How would you like to spend some time at a café in Ibiza or lose yourself on a Greek island? To get to know Nice, visit Naples, or explore Morocco? While waiting for these dream vacations, you can start out by adopting the way people eat in that part of the world—and enjoy the many Mediterranean diet benefits.
A Mediterranean-style eating pattern (hereafter referred to as “Med diet”)—rich in fruits, vegetables, and whole grains and high in fish and low in red meat—relies on unsaturated fats from sources such as olive oil and sunflower seeds.
Below are seven powerful reasons you should switch to a Mediterranean style of eating.
#1 It’s good for your heart. The Med diet is highly comprised of fresh foods. As much as you can, banish (or minimize intake of) processed foods and junk food from your diet. Many foods found in the Med diet may also be good for the heart. Olive oil and nuts help to lower cholesterol. Fruits, vegetables, and whole grains help to keep the arteries clear. Intake of fatty fish can help lower triglycerides and blood pressure. Omega-3 fatty acids (found in nuts, such as walnuts, almonds, and hazelnuts, and in fish) help to lower triglycerides and blood pressure and support heart health.
#2 Healthy fats are permitted, in moderation. Healthy fats are found in foods like nuts, olives, and olive oil. These ingredients can add flavor to food and help fight diseases such as diabetes and cancer. Healthy fats are also well-known to provide cognitive health benefits. On the other hand, avoid saturated fats and trans fats, which are found in many processed foods.
Elements of the Mediterranean Dietary Pattern
- Focus on plant-based foods, such as fruits, vegetables, whole grains, legumes, and nuts
- Replace butter with healthy fats like olive oil and canola oil
- Limit the use of salt in your cooking
- Use fresh herbs and spices to add delicious and complex flavors to your foods
- Keep red meat intake to a minimum (a few times a month, maximum)
#3 Have your wine…and drink it too. It’s customary to drink wine with meals in the countries of the Mediterranean region, especially red wine. Wine may help promote relaxation and can help fight cardiovascular disease. But keep it to one glass a day for women and two for men. By the way, if you don’t drink, you don’t have to start.
#4 Variety. And lots of it. The Med diet includes not only Greek or Italian cuisine, but also the foods of France, Spain, Turkey, and other countries in the region. But choose the healthier foods from these varied cuisines. Remember that French cuisine can be heavy in saturated fats from butter and cream. And Spanish food can include lots of white rice. Be choosy! Remember the basics: Avoid red meat, whole milk, and dairy products prepared with whole milk. You can eat fruits and vegetables, olive oil, fresh fish, and whole grains.

• **PROBLEMS TO WORK ON**
a – Translate the sentence "Olive oil and nuts help to lower cholesterol." from the Mediterranean diet text into Spanish.
b – Please transcribe the Mediterranean diet text between "#3 Have your" and "have to start.", inclusive.

• **SUPPLIED ENTRIES**
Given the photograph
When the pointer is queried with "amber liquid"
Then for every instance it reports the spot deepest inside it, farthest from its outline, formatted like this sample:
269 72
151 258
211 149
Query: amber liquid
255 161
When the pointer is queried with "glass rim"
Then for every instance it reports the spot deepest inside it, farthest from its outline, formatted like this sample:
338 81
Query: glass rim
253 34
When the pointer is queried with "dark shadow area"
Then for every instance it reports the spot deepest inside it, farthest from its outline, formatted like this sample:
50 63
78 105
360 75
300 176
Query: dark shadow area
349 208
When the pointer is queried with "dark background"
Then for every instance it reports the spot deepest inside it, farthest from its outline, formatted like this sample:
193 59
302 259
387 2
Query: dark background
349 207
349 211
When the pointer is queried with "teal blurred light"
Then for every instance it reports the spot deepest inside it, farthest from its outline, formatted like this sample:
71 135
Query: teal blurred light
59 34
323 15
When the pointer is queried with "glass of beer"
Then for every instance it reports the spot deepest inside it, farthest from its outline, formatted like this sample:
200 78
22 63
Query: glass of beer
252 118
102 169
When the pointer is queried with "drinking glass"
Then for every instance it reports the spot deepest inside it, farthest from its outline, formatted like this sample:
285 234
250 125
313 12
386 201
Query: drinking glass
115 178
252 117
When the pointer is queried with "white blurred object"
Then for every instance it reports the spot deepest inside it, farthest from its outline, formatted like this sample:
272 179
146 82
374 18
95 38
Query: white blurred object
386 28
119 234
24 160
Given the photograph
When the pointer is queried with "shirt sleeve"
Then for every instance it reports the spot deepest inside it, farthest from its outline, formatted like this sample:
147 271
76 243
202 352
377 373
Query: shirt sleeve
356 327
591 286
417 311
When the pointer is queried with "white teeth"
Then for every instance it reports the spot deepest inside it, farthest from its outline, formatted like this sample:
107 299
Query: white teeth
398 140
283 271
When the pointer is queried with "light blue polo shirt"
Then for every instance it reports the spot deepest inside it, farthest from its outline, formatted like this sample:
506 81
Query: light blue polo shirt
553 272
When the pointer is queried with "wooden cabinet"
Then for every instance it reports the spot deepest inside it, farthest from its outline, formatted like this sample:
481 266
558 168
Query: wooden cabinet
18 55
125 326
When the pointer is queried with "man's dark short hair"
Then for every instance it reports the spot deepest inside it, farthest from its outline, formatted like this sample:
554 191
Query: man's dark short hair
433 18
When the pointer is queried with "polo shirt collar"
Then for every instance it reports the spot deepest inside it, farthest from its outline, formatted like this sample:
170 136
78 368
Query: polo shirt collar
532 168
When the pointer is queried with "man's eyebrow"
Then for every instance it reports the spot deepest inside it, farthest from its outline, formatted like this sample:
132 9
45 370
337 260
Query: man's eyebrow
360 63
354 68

• **WRITTEN ANSWERS**
a – El aceite de oliva y los frutos secos ayudan a reducir el colesterol.

b –
#3 Have your wine…and drink it too. It’s customary to drink wine with meals in the countries of the Mediterranean region, especially red wine. Wine may help promote relaxation and can help fight cardiovascular disease. But keep it to one glass a day for women and two for men. By the way, if you don’t drink, you don’t have to start.